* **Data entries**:
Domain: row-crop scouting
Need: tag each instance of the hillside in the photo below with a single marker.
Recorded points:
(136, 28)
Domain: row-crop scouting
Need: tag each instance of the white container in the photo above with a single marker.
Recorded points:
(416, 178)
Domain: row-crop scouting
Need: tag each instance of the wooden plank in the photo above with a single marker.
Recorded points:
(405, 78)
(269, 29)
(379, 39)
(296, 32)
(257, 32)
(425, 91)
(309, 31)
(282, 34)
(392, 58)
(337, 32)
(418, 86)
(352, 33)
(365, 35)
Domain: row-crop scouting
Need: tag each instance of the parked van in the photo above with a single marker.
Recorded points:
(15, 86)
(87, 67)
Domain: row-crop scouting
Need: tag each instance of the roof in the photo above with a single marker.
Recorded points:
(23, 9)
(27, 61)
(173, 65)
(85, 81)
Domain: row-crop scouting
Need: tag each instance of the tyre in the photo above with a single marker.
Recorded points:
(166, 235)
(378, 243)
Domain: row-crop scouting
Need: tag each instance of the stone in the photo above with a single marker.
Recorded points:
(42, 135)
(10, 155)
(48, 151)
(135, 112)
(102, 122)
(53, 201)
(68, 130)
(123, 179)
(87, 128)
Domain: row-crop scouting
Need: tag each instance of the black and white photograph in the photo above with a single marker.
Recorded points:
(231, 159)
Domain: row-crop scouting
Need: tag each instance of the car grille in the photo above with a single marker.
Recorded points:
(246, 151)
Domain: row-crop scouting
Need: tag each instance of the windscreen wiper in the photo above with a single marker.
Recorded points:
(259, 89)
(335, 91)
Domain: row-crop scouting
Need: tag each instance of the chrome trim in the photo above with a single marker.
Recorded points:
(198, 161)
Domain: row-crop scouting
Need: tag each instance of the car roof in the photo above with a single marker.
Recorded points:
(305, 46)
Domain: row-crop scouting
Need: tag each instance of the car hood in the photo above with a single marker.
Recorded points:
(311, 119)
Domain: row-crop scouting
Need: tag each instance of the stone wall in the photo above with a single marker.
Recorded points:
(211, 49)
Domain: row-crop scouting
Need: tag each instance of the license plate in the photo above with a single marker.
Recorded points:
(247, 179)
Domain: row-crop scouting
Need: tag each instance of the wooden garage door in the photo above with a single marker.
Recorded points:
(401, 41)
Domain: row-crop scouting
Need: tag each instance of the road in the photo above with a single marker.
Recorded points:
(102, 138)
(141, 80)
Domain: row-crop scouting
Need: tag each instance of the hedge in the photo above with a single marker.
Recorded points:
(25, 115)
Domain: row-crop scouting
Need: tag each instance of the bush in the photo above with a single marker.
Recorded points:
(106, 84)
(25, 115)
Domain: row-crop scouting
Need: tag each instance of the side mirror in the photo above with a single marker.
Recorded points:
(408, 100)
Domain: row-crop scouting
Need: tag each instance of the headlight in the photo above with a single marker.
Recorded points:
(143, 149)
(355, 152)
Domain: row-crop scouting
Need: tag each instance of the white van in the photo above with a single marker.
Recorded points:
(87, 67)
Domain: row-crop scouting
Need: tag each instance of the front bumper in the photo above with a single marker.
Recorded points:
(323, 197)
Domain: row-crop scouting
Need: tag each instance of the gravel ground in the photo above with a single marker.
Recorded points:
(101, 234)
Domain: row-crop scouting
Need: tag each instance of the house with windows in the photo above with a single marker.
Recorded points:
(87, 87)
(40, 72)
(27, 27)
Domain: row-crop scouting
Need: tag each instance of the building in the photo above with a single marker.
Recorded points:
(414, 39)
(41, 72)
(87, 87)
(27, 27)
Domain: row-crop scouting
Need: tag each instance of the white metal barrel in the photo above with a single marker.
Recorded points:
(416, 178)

* **Exercise directions**: Extract all the entries word for word.

* **Response below**:
Domain: row-crop scouting
Need: tag each instance of the hillside in the photo below with a single marker.
Recorded points:
(136, 28)
Domain: row-crop scouting
Need: tag each instance of the white container in the photo above with a single marker.
Recorded points:
(416, 178)
Domain: row-crop scouting
Need: tag each instance of the wooden plank in the photo above with a single marker.
Recorded points:
(405, 78)
(269, 29)
(379, 39)
(296, 32)
(257, 32)
(425, 91)
(309, 31)
(282, 34)
(392, 58)
(337, 32)
(418, 86)
(352, 33)
(365, 35)
Domain: row-crop scouting
Need: tag each instance of the parked van in the photo above with a single marker.
Recorded points:
(15, 86)
(87, 67)
Domain: row-crop scouting
Need: tag each instance of the roof in the photo above with a single marker.
Recorded points:
(23, 9)
(27, 61)
(173, 65)
(85, 81)
Domain: row-crop scouting
Need: tag each instance of the tyre in the photo above with a single marker.
Recorded points:
(166, 235)
(378, 243)
Domain: row-crop scouting
Need: tag each instance of the stone in the photo above with a single marker.
Recorded points:
(42, 135)
(10, 155)
(48, 151)
(135, 112)
(102, 122)
(53, 201)
(68, 130)
(123, 179)
(87, 128)
Domain: row-crop scouting
Need: tag each instance of the black and white photograph in the photo above with a single marker.
Recorded points:
(231, 159)
Domain: row-crop scouting
Need: tag each instance of the car grille in the photo above with a single marker.
Recorded points:
(246, 151)
Domain: row-crop scouting
Need: tag each instance of the windscreen wiper in the photo above with a single marker.
Recorded points:
(259, 89)
(335, 91)
Domain: row-crop scouting
Need: tag each instance of the chrome trim in the photo above with a single marker.
Recorded points:
(198, 161)
Domain: row-crop scouting
Need: tag each instance of the car roof in the photo above with a single marker.
Recorded points:
(305, 46)
Domain: row-crop scouting
Need: tag each instance of the car hood in the photo above with a single marker.
Recorded points:
(311, 119)
Domain: row-crop scouting
Need: tag each instance of the stone wall in the photo above with a single marker.
Recorded points:
(211, 49)
Domain: row-crop scouting
Need: tag each instance of the license plate in the photo above with a single marker.
Recorded points:
(247, 179)
Domain: row-crop scouting
Need: tag each instance of the wooden garage door in the photo above with a single marker.
Recorded points:
(401, 41)
Domain: row-crop scouting
Need: tag each instance of the road in the photo above with a single marker.
Recorded points:
(102, 138)
(141, 80)
Domain: row-crop scouting
Need: tag each instance of the hedge in the photo above with a single marker.
Recorded points:
(25, 115)
Domain: row-crop scouting
Need: tag each instance of the bush in the photo above with a single marker.
Recorded points:
(106, 84)
(25, 115)
Domain: row-crop scouting
Need: tag each instance of the side mirror in the photo above with a single marker.
Recorded points:
(408, 100)
Domain: row-crop scouting
Need: tag each instance of the headlight in the photo above with a single marker.
Recorded points:
(143, 149)
(355, 152)
Domain: row-crop scouting
Need: tag each instance of the white van in the photo above with a single marker.
Recorded points:
(87, 67)
Domain: row-crop scouting
Need: tag each instance of the front bumper in the photo above with a single marker.
Recorded points:
(323, 197)
Domain: row-crop scouting
Need: tag each instance of the gravel ground in the photo above with a single marker.
Recorded points:
(101, 234)
Domain: row-crop scouting
Need: tag each instance of the house with windows in the photo above with a single marker.
Recorded points:
(87, 87)
(40, 72)
(27, 27)
Domain: row-crop scouting
Need: tag each instance of the building in the photo above with a single marker.
Recorded points:
(414, 39)
(41, 72)
(87, 87)
(27, 27)
Domain: row-crop scouting
Need: tag each instance of the white metal barrel in the photo above with a single marker.
Recorded points:
(416, 178)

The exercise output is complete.